Texto fornecido >>

───

Aquilino Gomes Ribeiro nasceu em Carregal da Tabosa, na Beira Alta, fez os primeiros estudos na Soutosa e entra, de seguida, no Colégio da Senhora da Lapa. Os pais tentam traçar-lhe, desde tenra idade, o destino, fazendo-o sacerdote, pelo que transita para o Colégio Roseira em Lamego e realiza os preparatórios em Viseu. Aí, estuda filosofia e teologia, e aperfeiçoa o domínio da língua latina. É admitido no Seminário de Beja, “refúgio dos rebeldes, dos cábulas e daqueles que encaravam o sacerdócio como uma profissão igual à de mestre-escola ou de veterinário” (Ribeiro, 2016: 43), mas desiste no segundo ano, por não encontrar dentro de si vocação (“Não sentia bossa nenhuma para a carreira eclesiástica”; Ribeiro, 2016: 29).
As suas primeiras publicações literárias, datadas de 1903, surgem no periódico olhanense Cruzeiro do Sul: são dois contos –“Para os anjos” e “A volta do brasileiro” –, que assina com o pseudónimo A. Bias Agro.
Muitos dos elementos biográficos do escritor beirão espraiam-se por quatro romances (Via sinuosa, 1918, Lápides partidas, 1945, Cinco réis de gente, 1948, Uma luz ao longe, 1949). A sua parecença com Libório, o jovem seminarista de Via sinuosa, manifesta-se, aliás, em reflexões interiores como esta: “Eu era assim, uma alma fresca de criança, carregada de brocados duma idade morta” (Ribeiro, 1960: 46).
Rejeitando o rumo que o conduziria à carreira eclesiástica, o autor de Volfrâmio abandona o Alentejo e parte para Lisboa, onde lê Eça e Camilo Castelo Branco com voracidade, procurando ganhar o seu pão, quer como publicista, quer como tradutor. Alcança o seu primeiro emprego como colunista do jornal Vanguarda e colabora em vários periódicos (O País, Caixeiro, Alma Nacional, Beira...).

───

Dados fornecidos >>
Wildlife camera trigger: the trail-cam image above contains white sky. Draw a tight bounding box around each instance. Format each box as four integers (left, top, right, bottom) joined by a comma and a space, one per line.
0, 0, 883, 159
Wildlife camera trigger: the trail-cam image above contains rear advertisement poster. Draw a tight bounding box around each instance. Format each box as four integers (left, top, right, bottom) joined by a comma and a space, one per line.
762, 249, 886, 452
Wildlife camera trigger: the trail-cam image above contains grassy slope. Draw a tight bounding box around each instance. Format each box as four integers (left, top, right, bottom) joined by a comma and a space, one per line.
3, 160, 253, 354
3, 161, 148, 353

───

Devolva, sem alterações, o trecho do texto sobre Aquilino Ribeiro que abre com as palavras que contêm "As suas primeiras" e fecha com "(Ribeiro, 1960: 46).". Os registos não têm qualquer relação com o texto.

Resposta do exercício >>
As suas primeiras publicações literárias, datadas de 1903, surgem no periódico olhanense Cruzeiro do Sul: são dois contos –“Para os anjos” e “A volta do brasileiro” –, que assina com o pseudónimo A. Bias Agro.
Muitos dos elementos biográficos do escritor beirão espraiam-se por quatro romances (Via sinuosa, 1918, Lápides partidas, 1945, Cinco réis de gente, 1948, Uma luz ao longe, 1949). A sua parecença com Libório, o jovem seminarista de Via sinuosa, manifesta-se, aliás, em reflexões interiores como esta: “Eu era assim, uma alma fresca de criança, carregada de brocados duma idade morta” (Ribeiro, 1960: 46).